### Exercices
1. Réécrivez sous forme de liste le paragraphe du texte sur les Inuits qui commence par « Les conséquences résultant de la négligence du Canada », en gardant ses faits principaux.
2. Poursuivez le texte sur les Inuits à partir de sa dernière phrase.

Les conséquences résultant de la négligence du Canada sont bien documentées et dévastatrices. Alors qu’un petit groupe d’Inuits bénéficient de postes gouvernementaux, la vaste majorité vit dans la pauvreté dans des habitations surpeuplées. Plus de la moitié ne peut pas se permettre d’acheter assez de nourriture. Les taux élevés d’abus d’alcool et de drogues créent des dégâts dans les communautés.

«Nous subventionnons la souveraineté canadienne de l’Arctique avec notre désespoir.» C’est comme ça que Kowesa Etitiq, un bénéficiaire inuk ayant de l’expérience dans le gouvernement, décrit la situation lors d’une entrevue recemment.

Extraits de données:
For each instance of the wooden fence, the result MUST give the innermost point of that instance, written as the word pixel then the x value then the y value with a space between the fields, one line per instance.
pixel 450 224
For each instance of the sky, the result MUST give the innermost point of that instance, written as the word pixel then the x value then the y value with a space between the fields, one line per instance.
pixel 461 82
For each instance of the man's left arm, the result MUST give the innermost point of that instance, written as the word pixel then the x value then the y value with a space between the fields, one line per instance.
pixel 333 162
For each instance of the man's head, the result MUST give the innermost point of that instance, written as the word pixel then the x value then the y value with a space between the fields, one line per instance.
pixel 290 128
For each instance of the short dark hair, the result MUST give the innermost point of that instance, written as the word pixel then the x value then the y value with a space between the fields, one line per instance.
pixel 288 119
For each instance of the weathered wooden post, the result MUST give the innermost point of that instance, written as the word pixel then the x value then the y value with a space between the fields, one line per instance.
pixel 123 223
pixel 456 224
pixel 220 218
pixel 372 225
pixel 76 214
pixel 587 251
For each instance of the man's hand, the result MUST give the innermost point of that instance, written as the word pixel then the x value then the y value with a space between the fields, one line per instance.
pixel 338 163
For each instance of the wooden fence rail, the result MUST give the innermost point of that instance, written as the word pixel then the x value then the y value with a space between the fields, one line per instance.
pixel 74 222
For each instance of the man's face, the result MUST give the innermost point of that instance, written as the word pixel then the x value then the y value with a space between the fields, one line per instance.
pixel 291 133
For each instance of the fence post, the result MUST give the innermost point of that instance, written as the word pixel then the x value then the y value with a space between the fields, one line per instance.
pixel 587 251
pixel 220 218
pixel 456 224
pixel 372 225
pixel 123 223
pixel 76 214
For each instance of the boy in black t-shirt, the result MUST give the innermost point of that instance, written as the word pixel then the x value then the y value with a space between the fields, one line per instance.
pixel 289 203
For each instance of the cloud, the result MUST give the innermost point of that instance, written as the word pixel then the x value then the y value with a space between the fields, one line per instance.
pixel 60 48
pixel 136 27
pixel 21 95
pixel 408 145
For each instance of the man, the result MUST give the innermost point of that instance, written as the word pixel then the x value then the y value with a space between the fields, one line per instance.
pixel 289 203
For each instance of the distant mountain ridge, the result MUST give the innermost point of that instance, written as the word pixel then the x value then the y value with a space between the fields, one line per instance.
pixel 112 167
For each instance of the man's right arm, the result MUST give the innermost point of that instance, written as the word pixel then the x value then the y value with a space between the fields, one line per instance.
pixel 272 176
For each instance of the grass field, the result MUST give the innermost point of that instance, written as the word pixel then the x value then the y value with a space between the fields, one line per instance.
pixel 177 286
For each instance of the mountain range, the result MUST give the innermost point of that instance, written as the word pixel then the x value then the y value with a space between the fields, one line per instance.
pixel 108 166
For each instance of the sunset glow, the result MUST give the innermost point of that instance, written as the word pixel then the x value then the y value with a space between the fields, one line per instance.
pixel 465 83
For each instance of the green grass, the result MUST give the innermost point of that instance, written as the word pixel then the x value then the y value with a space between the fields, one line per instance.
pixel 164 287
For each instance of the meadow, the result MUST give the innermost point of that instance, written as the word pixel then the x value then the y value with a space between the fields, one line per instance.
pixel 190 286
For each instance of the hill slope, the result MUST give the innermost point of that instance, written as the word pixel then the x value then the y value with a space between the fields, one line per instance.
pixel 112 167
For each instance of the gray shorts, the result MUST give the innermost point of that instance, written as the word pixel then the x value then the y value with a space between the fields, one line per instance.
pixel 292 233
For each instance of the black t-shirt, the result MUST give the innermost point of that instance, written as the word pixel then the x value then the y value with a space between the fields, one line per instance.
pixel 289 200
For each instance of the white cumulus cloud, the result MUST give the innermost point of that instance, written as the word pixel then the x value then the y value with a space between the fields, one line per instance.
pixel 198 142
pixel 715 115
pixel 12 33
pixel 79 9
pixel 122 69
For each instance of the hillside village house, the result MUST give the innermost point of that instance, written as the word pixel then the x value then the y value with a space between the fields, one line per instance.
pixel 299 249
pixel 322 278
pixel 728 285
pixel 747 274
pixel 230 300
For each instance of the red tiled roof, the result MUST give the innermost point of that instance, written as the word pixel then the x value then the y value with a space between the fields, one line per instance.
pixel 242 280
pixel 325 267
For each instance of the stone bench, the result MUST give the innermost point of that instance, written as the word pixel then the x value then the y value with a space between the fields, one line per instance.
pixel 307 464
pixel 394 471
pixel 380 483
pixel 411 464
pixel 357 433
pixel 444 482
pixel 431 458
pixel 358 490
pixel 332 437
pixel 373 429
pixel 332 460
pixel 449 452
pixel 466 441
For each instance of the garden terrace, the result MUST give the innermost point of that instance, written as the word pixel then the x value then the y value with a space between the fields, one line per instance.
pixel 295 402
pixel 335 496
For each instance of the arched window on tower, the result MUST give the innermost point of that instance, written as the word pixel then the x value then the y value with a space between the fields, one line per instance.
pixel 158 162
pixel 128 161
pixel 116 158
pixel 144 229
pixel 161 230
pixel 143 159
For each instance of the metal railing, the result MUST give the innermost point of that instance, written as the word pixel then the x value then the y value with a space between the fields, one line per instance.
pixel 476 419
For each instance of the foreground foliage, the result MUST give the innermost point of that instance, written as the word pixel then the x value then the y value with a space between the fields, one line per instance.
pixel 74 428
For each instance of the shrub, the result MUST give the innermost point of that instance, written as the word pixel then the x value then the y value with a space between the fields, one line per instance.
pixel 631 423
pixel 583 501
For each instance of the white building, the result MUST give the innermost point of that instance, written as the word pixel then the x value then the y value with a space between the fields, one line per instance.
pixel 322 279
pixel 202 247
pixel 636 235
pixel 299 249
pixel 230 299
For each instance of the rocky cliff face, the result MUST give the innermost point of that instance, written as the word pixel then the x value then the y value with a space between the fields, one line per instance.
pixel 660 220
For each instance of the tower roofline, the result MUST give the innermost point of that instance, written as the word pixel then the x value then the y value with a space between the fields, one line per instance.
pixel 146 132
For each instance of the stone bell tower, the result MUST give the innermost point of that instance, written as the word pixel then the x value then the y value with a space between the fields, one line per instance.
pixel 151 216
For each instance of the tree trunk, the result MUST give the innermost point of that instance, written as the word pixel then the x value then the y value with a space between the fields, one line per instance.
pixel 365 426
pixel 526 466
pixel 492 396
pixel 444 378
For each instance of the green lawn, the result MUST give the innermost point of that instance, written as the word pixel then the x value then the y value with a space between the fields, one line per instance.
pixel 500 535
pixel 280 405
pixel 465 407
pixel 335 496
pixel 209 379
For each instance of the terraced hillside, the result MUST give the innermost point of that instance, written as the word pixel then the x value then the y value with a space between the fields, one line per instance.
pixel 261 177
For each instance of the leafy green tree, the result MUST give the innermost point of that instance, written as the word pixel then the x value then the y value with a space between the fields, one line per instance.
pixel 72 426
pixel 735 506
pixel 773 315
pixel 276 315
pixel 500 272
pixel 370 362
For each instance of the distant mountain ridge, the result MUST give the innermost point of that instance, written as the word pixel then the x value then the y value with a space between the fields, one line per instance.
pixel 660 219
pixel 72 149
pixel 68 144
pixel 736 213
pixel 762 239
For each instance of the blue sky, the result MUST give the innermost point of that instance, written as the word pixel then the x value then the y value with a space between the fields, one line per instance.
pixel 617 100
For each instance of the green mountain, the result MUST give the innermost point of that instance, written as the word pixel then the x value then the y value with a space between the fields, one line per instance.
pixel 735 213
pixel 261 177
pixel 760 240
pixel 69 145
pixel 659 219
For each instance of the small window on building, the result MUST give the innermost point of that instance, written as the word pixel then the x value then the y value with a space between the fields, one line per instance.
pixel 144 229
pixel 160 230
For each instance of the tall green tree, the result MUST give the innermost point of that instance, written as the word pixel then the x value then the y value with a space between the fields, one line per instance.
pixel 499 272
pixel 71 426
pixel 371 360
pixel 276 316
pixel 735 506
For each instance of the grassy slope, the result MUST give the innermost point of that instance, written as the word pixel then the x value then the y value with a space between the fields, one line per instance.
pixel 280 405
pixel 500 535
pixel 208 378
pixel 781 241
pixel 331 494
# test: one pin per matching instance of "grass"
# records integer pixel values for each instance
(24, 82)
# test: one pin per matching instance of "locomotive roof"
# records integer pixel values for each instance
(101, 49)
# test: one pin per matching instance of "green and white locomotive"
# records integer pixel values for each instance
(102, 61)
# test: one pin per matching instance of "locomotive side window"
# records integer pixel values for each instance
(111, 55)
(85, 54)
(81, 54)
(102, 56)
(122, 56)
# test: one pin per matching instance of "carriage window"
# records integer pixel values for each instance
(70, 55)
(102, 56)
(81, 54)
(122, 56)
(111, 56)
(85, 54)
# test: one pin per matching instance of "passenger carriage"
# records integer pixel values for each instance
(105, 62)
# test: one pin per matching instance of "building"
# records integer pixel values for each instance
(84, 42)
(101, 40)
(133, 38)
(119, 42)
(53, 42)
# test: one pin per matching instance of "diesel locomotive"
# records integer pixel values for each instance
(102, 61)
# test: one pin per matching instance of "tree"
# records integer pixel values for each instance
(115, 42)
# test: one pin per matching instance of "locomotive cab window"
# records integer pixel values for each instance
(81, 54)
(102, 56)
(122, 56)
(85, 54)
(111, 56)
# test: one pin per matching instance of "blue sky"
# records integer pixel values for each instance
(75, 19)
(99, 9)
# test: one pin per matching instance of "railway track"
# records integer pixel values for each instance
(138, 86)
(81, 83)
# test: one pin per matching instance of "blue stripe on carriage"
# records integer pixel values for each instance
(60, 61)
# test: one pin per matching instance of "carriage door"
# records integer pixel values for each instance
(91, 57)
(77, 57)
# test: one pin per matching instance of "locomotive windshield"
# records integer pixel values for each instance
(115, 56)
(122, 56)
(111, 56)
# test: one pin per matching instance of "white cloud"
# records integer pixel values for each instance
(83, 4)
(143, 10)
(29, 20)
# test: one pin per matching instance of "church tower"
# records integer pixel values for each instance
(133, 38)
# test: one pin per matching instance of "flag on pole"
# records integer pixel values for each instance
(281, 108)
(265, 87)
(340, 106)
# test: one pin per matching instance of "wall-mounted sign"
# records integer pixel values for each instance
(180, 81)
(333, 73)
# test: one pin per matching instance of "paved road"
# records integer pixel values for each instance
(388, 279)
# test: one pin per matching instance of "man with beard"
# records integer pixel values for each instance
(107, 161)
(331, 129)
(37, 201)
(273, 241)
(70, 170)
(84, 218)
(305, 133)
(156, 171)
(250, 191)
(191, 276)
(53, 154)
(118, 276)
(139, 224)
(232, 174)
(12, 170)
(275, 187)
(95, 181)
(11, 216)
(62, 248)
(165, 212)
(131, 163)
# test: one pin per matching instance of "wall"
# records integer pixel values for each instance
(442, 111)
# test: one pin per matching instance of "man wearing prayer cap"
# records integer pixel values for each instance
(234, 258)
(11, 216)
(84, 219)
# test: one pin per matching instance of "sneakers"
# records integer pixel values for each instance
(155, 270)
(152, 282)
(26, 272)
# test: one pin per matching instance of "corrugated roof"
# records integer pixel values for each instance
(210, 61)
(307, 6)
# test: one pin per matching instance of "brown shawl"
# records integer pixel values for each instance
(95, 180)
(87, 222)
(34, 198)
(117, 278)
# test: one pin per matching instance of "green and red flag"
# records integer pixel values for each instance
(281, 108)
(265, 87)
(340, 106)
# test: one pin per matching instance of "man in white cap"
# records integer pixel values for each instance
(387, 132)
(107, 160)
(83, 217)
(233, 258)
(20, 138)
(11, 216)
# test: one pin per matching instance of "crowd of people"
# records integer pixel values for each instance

### Résultats
1.
- Les conséquences de la négligence du Canada sont bien documentées et dévastatrices.
- Un petit groupe d'Inuits occupe des postes gouvernementaux, mais la grande majorité vit dans la pauvreté, dans des logements surpeuplés.
- Plus de la moitié n'a pas les moyens d'acheter assez de nourriture.
- Les taux élevés d'abus d'alcool et de drogues font des ravages dans les communautés.

2.
La plupart des postes gouvernementaux sont occupés par des non Inuits. Beaucoup d’entre eux sont là temporairement pour des raisons d’avancement de carrière ou pour les salaires élevés. Une étude a estimé que les coûts directement encourus par le Nunavut, parce que les clauses de l’accord établissant l’embauche proportionnelle des Inuits dans les postes gouvernementaux n’ont pas été honorées, leur reviennent à plus de 137 millions de dollars annuellement. Par contre, le gouvernement canadien a dépensé 50 millions de dollars au cours des vingt dernières années pour mettre en place l’embauche des Inuits.

Les coûts se mesurent également en termes de vie humaine. La longévité au Nunavut est raccourcie de dix ans par rapport à celle du reste du Canada, ce qui le rapproche plus du Népal et de la Mongolie que de la Nouvelle-Écosse ou du Manitoba.

Les actions du Canada sont immorales, mais ces actions pourraient nuire même aux intérêts étroitement conçus du gouvernement.

Terry Fenge, un ancien négociateur, a soutenu récemment que la négligence du Canada vis-à-vis de l’accord «pourrait inciter les spectateurs à suggérer que le gouvernement du Canada a effectivement répudié l’accord, stimulant possiblement un débat sur la possibilité des Inuits…de l’annuler et de reprendre leur titre aborigène.»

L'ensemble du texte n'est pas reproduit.